- [STUDY TEXT]

· · ·

ISLAMABAD/WASHINGTON: The government received $2.75 billion from the International Monetary Fund under a Special Drawing Rights programme to support low-income countries hit by the coronavirus, the State Bank of Pakistan said Tuesday.
The funds, part of a multi-billion-dollar global programme, will shore up foreign reserves, under pressure from a rise in the current account deficit.
Pakistan will get an additional $2.7 billion in funding as the International Monetary Fund will distribute about $650 billion in new Special Drawing Rights to its members, Managing Director Kristalina Georgieva said late on Monday.
Kristalina Georgieva, the agency’s managing director, had announced a day earlier to distribute about $650 billion to its members, providing a “significant shot in the arm” for global efforts to combat the pandemic.
Under the programme, the member countries will receive SDRs — the fund’s unit of exchange backed by dollars, euros, yen, sterling and yuan — in proportion with their existing quota shareholdings in the fund.
To spend their SDRs, countries would first have to exchange them for underlying hard currencies, requiring them to find a willing exchange partner country.
Countries can use the SDR allocation to support their economies and step up their fight against the coronavirus crisis, but should not use the fiscal space to delay needed economic reforms or debt restructuring, the IMF said in a separate guidance document.
The move is aimed at providing a “significant shot in the arm” for global efforts to combat the Covid-19 crisis, Georgieva said.
In December 2019, the Fund approved a three-year, $6 billion loan package for Pakistan to rein in mounting debts and stave off a looming balance of payments crisis, in exchange for tough austerity measures.
Past IMF programmes, also requiring Pakistan to agree to austerity measures, were deeply unpopular with the public. The regime of President Pervez Musharraf had trumpeted its break from this source of finance.

· · ·

[Saved entries]
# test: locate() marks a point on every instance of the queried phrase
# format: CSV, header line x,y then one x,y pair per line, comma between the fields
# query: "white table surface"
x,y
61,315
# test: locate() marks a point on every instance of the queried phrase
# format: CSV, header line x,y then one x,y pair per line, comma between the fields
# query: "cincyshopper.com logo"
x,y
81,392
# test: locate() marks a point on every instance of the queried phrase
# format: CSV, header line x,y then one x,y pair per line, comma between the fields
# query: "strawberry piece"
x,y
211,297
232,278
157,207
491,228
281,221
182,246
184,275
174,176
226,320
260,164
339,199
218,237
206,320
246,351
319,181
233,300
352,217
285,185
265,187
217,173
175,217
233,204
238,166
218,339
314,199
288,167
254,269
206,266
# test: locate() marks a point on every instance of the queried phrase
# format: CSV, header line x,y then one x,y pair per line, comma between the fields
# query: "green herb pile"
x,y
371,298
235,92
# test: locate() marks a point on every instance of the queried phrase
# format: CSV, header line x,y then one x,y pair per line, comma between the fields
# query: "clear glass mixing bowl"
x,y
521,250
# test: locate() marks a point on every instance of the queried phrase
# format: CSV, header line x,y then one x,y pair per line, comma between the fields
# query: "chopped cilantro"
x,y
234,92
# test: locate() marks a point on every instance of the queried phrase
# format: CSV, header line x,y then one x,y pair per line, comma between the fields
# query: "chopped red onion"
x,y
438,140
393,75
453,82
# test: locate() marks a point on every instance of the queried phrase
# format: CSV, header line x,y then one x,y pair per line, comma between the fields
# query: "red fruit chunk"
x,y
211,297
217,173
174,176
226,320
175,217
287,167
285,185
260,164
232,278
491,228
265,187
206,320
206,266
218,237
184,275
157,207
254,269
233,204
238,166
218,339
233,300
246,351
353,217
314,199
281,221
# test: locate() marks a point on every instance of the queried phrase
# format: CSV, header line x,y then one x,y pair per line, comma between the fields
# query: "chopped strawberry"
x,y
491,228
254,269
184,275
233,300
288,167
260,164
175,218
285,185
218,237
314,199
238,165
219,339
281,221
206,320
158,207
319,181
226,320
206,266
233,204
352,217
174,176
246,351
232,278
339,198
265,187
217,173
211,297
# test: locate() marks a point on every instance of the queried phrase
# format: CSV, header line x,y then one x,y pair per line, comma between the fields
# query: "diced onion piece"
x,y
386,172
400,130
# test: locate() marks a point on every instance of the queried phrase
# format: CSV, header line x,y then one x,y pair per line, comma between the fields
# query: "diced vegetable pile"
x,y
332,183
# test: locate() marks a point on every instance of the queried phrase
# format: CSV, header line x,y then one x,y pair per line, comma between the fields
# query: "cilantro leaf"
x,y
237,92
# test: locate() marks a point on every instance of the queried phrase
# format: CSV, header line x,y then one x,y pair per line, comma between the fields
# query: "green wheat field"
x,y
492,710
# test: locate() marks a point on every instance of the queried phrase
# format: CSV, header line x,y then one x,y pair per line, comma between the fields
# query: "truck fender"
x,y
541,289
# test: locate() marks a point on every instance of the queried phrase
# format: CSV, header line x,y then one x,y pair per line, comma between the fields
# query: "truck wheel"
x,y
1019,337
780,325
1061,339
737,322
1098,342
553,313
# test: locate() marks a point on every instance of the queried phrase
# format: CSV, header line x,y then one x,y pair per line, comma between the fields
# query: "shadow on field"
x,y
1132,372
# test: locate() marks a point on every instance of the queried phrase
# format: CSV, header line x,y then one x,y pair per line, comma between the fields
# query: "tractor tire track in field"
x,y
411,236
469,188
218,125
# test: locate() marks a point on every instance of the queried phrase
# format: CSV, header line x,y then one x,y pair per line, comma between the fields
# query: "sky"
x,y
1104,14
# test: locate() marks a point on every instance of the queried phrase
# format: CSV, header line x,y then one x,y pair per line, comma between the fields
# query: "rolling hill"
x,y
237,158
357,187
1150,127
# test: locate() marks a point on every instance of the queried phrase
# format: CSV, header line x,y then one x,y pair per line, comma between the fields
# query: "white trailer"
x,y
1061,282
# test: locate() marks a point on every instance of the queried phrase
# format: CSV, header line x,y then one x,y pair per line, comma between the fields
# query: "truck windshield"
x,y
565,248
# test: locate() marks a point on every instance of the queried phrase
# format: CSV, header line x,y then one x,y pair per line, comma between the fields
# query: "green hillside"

· · ·

- [TASK A]
Translate this sentence from the article on IMF funds for Pakistan into Spanish: "To spend their SDRs, countries would first have to exchange them for underlying hard currencies, requiring them to find a willing exchange partner country."
- [TASK B]
Answer these questions from the article on IMF funds for Pakistan:
(i) Which currencies back the SDR?
(ii) According to the IMF guidance document, what should countries not use the fiscal space to delay?
(iii) In what month and year did the Fund approve the three-year, $6 billion loan package for Pakistan?
- [TASK C]
Continue the article on IMF funds for Pakistan after its final sentence.

- [RESPONSE A]
Para gastar sus DEG, los países primero tendrían que cambiarlos por las divisas fuertes subyacentes, lo que les exigiría encontrar un país dispuesto a actuar como socio de intercambio.

- [RESPONSE B]
(i) Dollars, euros, yen, sterling and yuan.
(ii) Needed economic reforms or debt restructuring.
(iii) December 2019.

- [RESPONSE C]
The agency’s largest-ever distribution of monetary reserves will provide additional liquidity for the global economy, supplementing member countries’ foreign exchange reserves and reducing their reliance on more expensive domestic or external debt, Georgieva said.
“The allocation is a significant shot in the arm for the world and, if used wisely, a unique opportunity to combat this unprecedented crisis,” she said.
The IMF underscored its concerns about diverging trends in the global economy and said the new SDR allocation would allow richer countries to help those hit hard by the pandemic while improving the outlook for the global economy.
GEORGIEVA THANKS IMRAN FOR EVACUATING IMF’S AFGHANISTAN OFFICIALS:
Meanwhile, Georgieva thanked Prime Minister Imran Khan Tuesday for the safe evacuation of the agency’s officials from Afghanistan after the Taliban takeover.
She said Pakistan’s efforts at the highest levels amid a complex situation in the war-torn country to help the Fund staffers by securing a safe passage to Hamid Karzai International Airport in Kabul were “absolutely critical” to the evacuation.
“I especially appreciate the instrumental roles played by Pakistan’s ministers for Foreign Affairs, Finance and Defense as well as Governor of State Bank of Pakistan,” she said.
Georgieva further said the lender was grateful for its partnership with Pakistan and looked forward to “continuing our cooperation”.
“We extend our very best wishes to you and your people,” she added.